(Photo-based point labeling data)

——

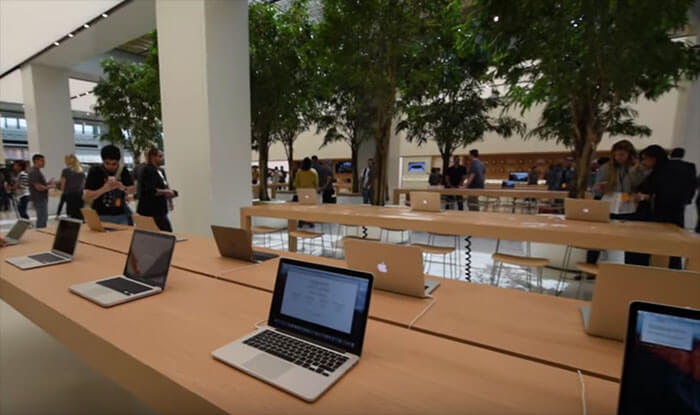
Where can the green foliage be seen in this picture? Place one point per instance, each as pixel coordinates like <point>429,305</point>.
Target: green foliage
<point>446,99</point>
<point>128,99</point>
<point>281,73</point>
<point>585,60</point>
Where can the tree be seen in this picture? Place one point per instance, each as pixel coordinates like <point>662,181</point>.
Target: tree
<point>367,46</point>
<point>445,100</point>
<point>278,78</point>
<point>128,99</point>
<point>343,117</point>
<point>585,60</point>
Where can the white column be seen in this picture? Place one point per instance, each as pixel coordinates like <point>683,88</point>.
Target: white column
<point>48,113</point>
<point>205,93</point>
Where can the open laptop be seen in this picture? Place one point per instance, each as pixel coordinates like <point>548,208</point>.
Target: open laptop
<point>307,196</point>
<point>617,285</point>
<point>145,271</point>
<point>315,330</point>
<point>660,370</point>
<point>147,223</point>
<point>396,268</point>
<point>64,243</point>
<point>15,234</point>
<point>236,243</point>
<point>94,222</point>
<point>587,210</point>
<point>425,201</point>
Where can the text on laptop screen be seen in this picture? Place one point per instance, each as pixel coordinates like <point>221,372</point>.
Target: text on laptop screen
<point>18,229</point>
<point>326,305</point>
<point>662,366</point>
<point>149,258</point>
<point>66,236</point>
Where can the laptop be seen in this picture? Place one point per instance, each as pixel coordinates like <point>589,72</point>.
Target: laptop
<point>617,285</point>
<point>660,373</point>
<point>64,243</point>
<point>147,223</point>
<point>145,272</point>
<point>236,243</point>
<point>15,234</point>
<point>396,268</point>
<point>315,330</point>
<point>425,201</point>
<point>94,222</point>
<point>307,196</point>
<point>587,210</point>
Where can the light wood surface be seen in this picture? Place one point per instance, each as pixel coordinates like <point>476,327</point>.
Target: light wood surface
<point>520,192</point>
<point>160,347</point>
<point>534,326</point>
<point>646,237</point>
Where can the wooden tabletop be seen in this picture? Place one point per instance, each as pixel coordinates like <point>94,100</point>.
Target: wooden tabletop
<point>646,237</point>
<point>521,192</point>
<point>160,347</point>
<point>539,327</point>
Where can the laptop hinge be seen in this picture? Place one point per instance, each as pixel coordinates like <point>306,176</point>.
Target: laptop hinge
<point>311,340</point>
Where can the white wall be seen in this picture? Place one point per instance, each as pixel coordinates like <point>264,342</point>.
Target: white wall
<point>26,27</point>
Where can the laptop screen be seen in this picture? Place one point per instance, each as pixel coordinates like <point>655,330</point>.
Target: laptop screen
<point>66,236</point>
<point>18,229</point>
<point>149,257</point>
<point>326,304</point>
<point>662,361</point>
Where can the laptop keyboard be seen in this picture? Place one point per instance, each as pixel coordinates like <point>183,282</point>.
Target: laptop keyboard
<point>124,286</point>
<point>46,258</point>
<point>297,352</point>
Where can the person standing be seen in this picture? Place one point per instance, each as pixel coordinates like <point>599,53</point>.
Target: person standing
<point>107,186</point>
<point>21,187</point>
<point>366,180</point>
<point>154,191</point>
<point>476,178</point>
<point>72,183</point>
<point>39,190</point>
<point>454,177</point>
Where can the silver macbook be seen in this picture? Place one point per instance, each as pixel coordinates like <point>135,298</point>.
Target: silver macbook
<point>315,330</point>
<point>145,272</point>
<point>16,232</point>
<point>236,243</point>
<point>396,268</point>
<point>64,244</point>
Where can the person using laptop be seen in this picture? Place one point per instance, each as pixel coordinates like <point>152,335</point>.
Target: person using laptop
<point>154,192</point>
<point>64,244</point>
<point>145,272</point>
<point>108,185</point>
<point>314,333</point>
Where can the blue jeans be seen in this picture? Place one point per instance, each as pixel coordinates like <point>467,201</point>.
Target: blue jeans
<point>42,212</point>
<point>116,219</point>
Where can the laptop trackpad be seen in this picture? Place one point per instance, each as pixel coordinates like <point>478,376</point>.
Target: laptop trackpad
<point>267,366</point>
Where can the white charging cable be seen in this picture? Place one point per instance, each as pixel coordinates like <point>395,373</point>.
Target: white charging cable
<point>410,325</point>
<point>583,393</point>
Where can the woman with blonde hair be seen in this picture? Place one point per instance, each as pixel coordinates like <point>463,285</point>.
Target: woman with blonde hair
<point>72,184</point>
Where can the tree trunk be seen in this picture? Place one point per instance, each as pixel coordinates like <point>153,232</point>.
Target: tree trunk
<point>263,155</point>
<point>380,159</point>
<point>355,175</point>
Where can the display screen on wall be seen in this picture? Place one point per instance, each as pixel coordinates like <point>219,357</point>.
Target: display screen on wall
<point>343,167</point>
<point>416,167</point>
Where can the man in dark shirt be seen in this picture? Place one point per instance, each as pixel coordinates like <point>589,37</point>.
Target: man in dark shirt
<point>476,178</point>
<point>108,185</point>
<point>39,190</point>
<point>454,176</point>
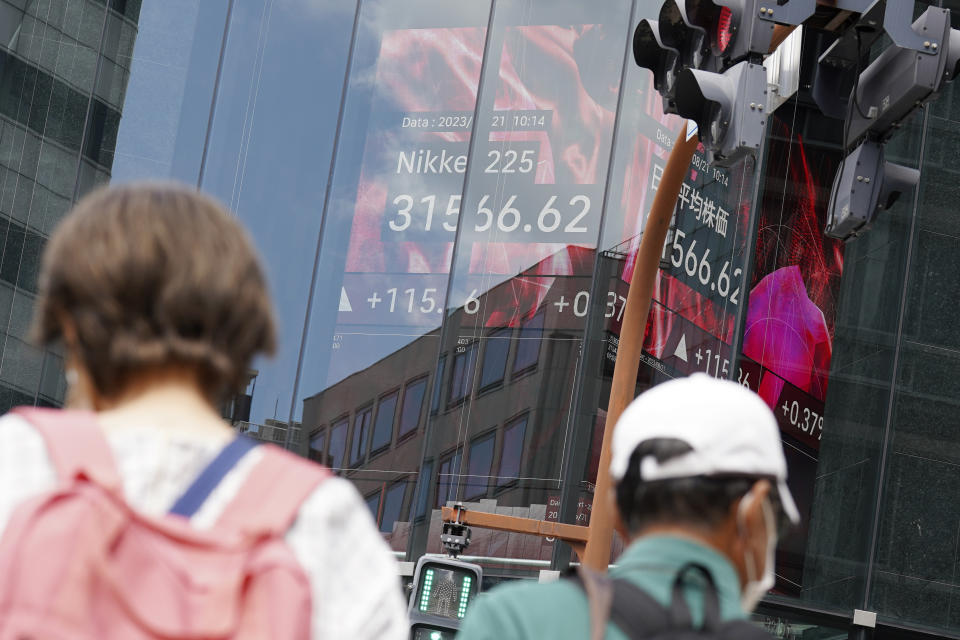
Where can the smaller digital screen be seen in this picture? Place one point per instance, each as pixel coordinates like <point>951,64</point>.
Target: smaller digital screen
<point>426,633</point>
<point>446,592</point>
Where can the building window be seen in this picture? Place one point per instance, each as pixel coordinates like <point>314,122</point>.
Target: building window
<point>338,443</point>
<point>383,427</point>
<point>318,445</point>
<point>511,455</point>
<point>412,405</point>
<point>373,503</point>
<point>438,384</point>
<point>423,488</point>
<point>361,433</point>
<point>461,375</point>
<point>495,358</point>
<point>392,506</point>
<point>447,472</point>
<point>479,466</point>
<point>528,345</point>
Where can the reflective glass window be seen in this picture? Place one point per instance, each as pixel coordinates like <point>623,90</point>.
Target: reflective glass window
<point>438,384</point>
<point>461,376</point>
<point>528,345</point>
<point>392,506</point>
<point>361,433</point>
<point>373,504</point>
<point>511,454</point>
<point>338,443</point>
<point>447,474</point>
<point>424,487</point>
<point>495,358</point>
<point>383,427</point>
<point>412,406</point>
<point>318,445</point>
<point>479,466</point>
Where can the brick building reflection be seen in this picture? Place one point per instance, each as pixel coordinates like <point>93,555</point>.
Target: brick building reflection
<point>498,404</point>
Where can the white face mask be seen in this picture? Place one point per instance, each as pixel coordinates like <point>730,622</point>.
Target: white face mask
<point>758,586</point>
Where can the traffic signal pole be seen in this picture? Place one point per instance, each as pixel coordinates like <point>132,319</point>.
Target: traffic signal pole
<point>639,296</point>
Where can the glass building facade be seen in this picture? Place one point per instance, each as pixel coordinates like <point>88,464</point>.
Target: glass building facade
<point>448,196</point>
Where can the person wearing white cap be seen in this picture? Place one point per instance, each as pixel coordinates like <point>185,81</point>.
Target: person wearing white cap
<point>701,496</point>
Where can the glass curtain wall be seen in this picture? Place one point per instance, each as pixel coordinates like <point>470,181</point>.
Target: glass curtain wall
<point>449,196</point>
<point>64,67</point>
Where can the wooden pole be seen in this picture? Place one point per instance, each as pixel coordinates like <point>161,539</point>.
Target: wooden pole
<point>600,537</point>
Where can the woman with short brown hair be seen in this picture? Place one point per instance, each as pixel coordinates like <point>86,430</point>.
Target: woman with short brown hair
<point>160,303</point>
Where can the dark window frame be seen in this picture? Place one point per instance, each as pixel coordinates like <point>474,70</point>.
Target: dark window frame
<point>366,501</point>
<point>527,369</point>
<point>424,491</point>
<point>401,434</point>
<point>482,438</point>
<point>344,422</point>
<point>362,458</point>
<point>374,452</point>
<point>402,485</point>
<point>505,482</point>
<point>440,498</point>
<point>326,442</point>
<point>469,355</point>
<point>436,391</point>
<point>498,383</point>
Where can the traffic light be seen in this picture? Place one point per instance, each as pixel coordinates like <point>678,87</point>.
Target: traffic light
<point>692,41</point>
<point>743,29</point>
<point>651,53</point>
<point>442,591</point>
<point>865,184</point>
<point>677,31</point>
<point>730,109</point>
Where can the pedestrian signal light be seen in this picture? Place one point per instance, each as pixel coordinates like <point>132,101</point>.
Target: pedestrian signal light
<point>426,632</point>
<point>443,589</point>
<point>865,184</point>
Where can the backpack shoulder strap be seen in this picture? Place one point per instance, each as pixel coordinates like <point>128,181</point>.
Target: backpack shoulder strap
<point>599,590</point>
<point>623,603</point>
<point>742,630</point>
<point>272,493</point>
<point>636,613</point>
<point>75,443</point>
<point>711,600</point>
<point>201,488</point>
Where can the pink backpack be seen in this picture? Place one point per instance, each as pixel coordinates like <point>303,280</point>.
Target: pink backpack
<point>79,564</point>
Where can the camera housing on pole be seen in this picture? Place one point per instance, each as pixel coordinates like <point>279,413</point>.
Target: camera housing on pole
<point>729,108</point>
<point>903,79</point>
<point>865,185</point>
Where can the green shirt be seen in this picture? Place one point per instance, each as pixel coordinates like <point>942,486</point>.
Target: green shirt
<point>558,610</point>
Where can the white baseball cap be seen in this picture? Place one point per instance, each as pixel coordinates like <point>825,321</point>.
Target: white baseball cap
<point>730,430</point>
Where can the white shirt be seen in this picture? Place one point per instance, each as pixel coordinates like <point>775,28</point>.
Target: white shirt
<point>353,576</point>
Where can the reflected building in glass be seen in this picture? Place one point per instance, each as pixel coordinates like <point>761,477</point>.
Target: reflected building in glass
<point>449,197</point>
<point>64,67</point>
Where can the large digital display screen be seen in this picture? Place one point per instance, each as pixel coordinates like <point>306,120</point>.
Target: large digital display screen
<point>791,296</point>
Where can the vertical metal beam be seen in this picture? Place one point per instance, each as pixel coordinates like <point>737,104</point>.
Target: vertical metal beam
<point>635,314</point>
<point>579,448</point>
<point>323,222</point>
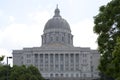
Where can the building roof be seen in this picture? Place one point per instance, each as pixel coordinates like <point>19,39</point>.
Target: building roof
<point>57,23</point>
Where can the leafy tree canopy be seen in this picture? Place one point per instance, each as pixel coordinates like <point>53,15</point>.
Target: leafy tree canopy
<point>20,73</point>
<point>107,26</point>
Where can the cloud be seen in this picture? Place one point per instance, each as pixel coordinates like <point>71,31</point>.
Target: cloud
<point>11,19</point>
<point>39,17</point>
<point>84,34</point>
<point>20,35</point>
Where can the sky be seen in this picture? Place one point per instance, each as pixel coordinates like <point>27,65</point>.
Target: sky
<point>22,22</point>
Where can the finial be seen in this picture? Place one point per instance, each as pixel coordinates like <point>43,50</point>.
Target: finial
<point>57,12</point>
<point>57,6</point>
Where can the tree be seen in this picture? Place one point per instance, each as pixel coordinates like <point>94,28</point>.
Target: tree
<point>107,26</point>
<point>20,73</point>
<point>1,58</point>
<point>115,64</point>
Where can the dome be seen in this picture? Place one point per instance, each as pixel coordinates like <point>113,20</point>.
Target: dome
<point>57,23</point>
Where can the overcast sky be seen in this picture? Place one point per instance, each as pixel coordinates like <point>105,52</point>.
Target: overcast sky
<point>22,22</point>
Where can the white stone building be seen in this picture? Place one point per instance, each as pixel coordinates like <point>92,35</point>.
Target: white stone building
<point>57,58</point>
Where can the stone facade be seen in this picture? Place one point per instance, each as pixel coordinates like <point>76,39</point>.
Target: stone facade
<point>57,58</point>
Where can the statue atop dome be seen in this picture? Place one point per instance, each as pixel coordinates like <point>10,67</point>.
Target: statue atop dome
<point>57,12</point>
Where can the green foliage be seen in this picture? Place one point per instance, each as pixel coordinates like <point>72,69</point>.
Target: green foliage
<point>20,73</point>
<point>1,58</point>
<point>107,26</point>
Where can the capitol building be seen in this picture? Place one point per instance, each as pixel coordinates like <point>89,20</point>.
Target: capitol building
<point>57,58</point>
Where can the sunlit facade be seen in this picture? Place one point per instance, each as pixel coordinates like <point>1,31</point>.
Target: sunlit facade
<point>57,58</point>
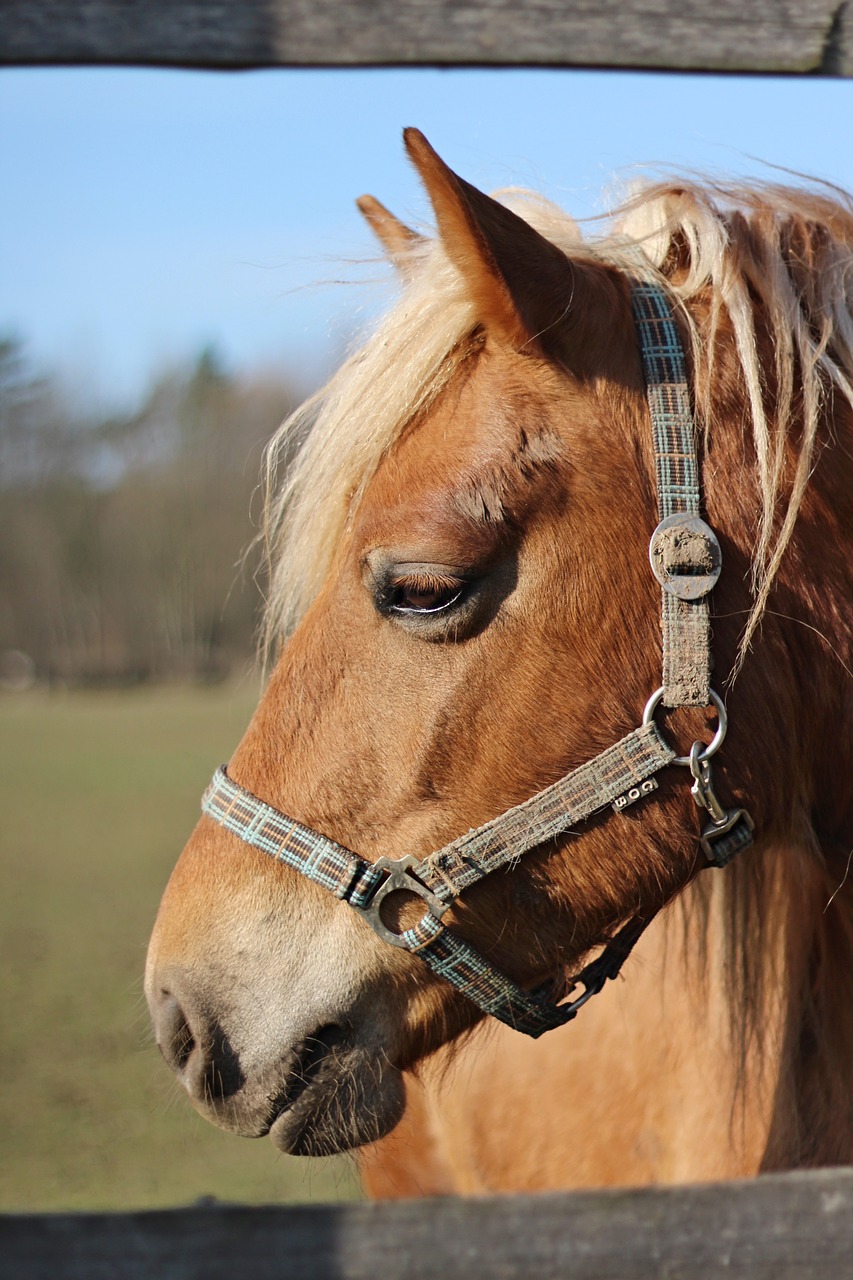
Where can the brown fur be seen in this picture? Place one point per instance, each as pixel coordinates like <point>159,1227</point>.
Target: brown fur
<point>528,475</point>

——

_Instructions to follow:_
Starting at the line that holds "Where can the finial", copy each line exactly through the end of the listing, both ends included. Leave the pictures out.

_Answer to this exercise:_
Where can the finial be seen in this picture? Place one point per instance, each as pixel coordinates like <point>43,50</point>.
Target: finial
<point>57,12</point>
<point>57,6</point>
Where can the tree be seen in this picture? Place one point per instance, each as pixel coordinates like <point>94,28</point>.
Target: tree
<point>107,26</point>
<point>20,73</point>
<point>1,58</point>
<point>115,64</point>
Where can the dome be seen in this picture? Place one point per instance, each as pixel coordinates like <point>113,20</point>.
Target: dome
<point>57,23</point>
Where can the overcast sky be seen in this picture? Place one point per instance, each as pixel coordinates like <point>105,52</point>.
Target: overcast sky
<point>22,22</point>
Where can the white stone building be seen in this picture? Place one point per instance, each as pixel coordinates like <point>92,35</point>.
Target: white stone building
<point>57,58</point>
Where can the stone facade be seen in this picture? Place one point per instance, each as pixel coordinates like <point>76,39</point>.
Target: stone facade
<point>57,58</point>
Where can the statue atop dome be seen in this picture? Place one point per instance, each as pixel coordinates like <point>10,67</point>.
Target: statue atop dome
<point>57,12</point>
Where can the green foliage be seen in this picture? Place one point per instance, each as pixel coordinates like <point>72,69</point>.
Target: green foliage
<point>20,73</point>
<point>1,58</point>
<point>107,26</point>
Where can the capitol building be seen in this picture? Place one point per instance, each as pixel coordinates like <point>89,20</point>.
Target: capitol building
<point>57,58</point>
Where can the sunlit facade be seen in this picture? Place one point per instance, each as pixel coordinates like <point>1,31</point>.
Target: sunlit facade
<point>57,58</point>
Where can the brown fur be seen in this picture? Place one point per instance, each as pixel coordinates like <point>159,1227</point>.
Target: brown fur
<point>528,475</point>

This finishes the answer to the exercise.